## Task directions
All lines in the data that hold the word "flower" need copying.

## Information supplied
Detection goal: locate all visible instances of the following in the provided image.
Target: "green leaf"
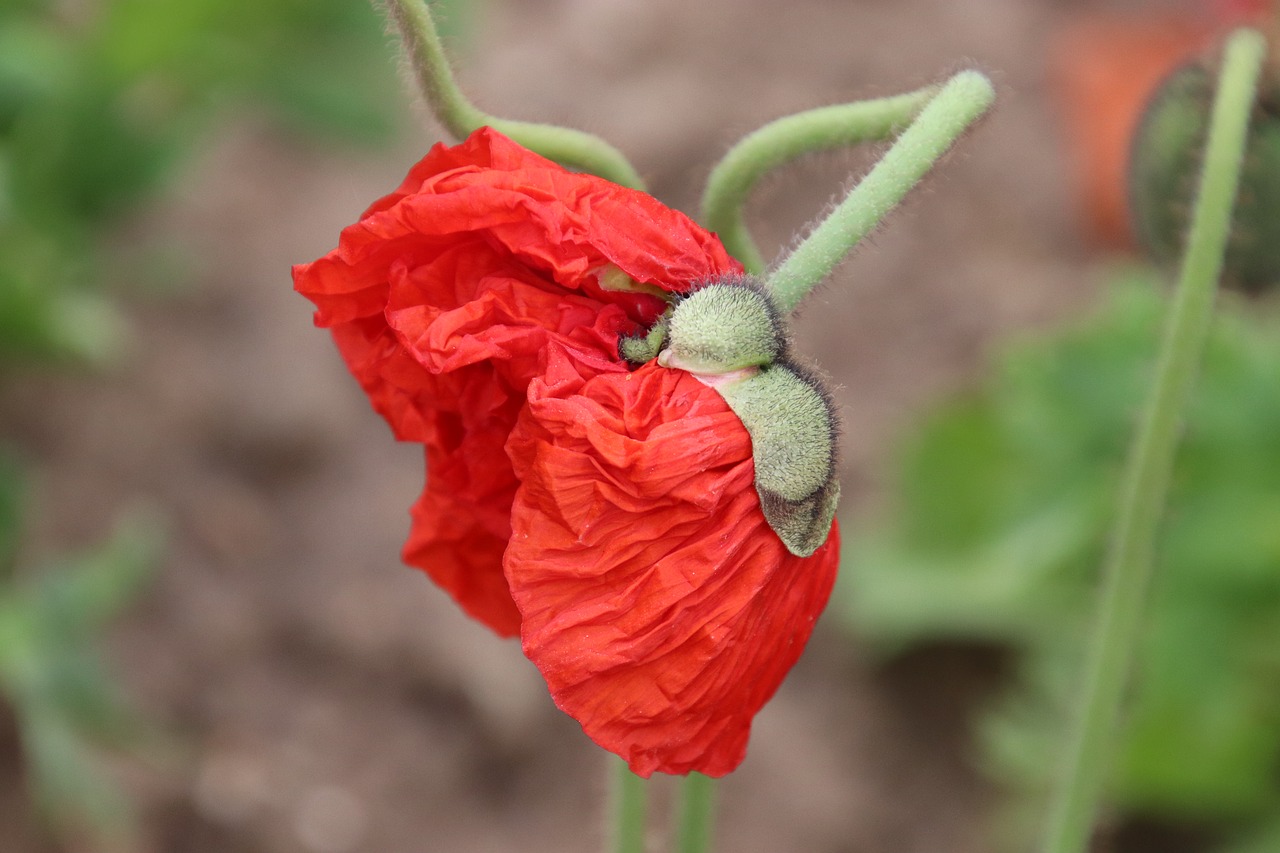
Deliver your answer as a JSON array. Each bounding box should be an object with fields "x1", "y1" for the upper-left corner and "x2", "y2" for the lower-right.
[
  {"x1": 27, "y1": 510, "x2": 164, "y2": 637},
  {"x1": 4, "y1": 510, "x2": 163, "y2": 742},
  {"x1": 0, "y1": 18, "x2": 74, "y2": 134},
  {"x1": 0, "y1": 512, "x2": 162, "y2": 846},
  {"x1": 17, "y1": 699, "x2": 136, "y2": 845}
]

---

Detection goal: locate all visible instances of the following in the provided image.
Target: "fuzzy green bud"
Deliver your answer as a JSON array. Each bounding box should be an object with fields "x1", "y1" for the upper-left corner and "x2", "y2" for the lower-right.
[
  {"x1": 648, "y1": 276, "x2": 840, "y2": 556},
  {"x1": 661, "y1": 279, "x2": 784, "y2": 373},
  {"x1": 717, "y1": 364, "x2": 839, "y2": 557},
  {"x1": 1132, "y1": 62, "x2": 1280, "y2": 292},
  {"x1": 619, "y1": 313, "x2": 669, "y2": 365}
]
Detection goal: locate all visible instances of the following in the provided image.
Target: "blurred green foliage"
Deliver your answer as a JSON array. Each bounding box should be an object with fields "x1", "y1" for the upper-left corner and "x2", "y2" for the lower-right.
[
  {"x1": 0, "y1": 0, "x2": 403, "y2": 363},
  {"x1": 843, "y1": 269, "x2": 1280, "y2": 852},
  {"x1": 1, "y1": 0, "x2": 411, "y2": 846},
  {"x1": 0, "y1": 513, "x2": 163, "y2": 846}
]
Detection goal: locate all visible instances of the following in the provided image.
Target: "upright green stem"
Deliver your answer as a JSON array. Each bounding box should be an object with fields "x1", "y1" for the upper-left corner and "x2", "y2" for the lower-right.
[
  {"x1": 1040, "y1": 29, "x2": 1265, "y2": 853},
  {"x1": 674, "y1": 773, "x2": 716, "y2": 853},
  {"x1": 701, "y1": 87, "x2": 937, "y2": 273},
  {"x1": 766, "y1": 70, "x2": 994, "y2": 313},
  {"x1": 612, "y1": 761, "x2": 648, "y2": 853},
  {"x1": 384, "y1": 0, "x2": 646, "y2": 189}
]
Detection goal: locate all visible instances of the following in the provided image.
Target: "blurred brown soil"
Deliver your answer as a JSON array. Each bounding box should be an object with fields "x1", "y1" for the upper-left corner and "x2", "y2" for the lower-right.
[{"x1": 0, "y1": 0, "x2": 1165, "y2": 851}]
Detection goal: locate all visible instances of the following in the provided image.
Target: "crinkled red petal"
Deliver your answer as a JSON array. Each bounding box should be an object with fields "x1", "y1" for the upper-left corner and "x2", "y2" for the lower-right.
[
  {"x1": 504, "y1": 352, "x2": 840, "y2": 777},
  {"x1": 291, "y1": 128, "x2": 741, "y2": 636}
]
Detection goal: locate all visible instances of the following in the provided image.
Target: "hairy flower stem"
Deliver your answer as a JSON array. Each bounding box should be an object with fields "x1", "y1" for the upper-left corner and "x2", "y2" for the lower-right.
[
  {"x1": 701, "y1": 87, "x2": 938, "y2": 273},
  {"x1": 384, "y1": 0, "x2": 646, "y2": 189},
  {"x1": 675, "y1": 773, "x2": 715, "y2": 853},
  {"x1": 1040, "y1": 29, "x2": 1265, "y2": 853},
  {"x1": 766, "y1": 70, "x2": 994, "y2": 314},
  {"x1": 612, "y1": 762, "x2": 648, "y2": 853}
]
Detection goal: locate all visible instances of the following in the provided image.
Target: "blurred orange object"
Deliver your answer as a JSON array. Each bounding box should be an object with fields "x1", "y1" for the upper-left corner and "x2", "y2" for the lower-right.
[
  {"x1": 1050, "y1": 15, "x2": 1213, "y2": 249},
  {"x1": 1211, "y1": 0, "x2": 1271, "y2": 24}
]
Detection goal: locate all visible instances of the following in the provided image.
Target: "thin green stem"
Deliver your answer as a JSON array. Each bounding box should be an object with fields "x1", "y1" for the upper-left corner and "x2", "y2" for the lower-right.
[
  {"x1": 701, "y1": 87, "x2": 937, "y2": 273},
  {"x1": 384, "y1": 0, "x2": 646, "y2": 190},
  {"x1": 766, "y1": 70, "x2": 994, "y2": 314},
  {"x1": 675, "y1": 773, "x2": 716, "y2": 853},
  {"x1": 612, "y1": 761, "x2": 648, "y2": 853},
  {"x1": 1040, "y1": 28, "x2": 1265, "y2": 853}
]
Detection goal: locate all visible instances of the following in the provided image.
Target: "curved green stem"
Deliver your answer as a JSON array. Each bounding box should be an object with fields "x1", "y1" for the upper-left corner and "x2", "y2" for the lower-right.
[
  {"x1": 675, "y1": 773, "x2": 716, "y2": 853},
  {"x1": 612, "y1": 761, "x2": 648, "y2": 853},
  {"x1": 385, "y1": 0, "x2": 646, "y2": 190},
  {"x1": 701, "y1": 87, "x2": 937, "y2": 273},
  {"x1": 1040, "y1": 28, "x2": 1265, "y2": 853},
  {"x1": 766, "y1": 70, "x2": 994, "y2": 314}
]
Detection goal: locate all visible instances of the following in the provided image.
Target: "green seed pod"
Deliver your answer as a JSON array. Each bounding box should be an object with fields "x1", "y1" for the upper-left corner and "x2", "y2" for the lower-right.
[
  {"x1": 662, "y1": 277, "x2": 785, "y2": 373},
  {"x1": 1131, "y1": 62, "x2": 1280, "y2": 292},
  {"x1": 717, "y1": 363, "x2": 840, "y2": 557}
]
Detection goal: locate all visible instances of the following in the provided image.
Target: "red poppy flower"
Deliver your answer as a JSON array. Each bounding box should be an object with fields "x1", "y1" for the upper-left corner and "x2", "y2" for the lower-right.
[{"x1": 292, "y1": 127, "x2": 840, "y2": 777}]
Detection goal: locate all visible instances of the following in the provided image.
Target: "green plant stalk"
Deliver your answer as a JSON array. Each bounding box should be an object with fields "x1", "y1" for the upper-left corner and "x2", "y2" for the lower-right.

## Result below
Target: "hairy flower stem"
Target: "red poppy flower"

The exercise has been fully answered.